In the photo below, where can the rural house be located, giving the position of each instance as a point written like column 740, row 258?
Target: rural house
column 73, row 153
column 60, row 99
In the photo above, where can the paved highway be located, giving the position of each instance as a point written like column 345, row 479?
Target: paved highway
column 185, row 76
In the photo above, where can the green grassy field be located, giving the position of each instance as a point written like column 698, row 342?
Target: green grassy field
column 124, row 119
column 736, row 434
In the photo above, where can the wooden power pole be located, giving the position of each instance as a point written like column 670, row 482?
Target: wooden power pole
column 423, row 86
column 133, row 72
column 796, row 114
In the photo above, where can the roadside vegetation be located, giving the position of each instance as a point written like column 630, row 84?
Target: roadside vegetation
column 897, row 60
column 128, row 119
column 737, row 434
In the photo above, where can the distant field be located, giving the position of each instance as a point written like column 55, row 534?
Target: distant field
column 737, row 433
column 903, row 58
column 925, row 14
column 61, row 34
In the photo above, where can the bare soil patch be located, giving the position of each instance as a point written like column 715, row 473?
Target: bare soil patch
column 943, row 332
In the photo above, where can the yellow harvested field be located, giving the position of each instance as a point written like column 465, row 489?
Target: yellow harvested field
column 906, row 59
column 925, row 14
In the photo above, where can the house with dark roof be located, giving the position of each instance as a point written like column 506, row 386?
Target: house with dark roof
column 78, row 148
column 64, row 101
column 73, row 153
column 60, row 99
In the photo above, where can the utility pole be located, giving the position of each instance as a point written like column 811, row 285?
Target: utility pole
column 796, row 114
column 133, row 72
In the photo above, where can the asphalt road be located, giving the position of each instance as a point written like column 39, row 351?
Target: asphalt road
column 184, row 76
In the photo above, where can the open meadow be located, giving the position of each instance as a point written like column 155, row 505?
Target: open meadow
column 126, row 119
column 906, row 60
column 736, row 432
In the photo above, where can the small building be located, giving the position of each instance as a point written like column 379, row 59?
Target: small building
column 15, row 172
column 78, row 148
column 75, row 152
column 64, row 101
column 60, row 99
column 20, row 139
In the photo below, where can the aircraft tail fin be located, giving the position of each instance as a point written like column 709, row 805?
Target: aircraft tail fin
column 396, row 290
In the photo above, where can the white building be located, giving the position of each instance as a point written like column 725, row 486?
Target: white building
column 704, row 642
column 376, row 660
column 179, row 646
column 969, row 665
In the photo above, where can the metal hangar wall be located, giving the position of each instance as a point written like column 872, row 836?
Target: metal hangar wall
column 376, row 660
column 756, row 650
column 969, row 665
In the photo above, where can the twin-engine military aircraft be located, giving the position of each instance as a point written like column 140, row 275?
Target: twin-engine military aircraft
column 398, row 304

**ASSIGNED TASK**
Find the word "below" in the entries above and gather every line that holds it.

**OUTPUT OF THE TASK**
In the photo below, where can the rural house be located, giving the position of each instance as a point written like column 740, row 258?
In the photo below, where can the aircraft tail fin be located, giving the position of each instance as a point written like column 709, row 805?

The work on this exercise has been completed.